(Dataset begins)

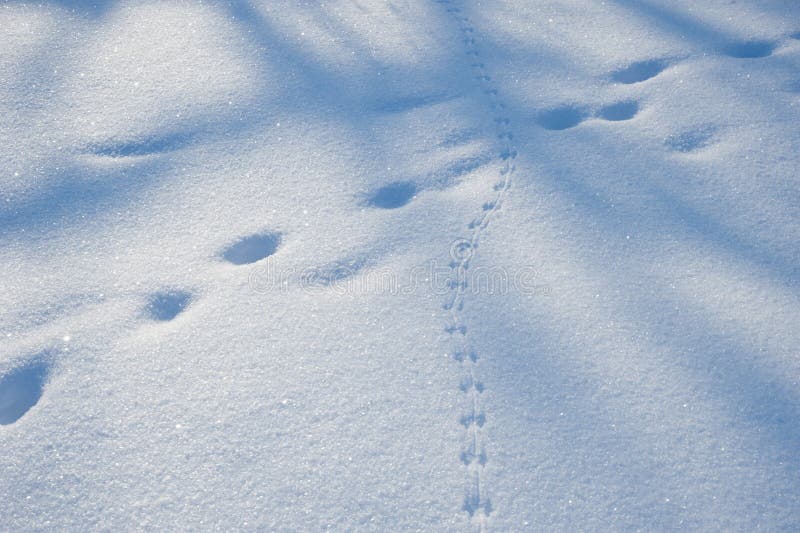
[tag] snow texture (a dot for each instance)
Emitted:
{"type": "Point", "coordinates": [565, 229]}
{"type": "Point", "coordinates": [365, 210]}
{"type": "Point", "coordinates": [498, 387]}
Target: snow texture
{"type": "Point", "coordinates": [419, 265]}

(Dataset ends)

About this exercise. Without the pictures, reproduce the entries exactly.

Your response.
[tag] snow texture (a dot for each instance)
Emitted:
{"type": "Point", "coordinates": [565, 229]}
{"type": "Point", "coordinates": [365, 210]}
{"type": "Point", "coordinates": [498, 387]}
Target: snow texture
{"type": "Point", "coordinates": [419, 265]}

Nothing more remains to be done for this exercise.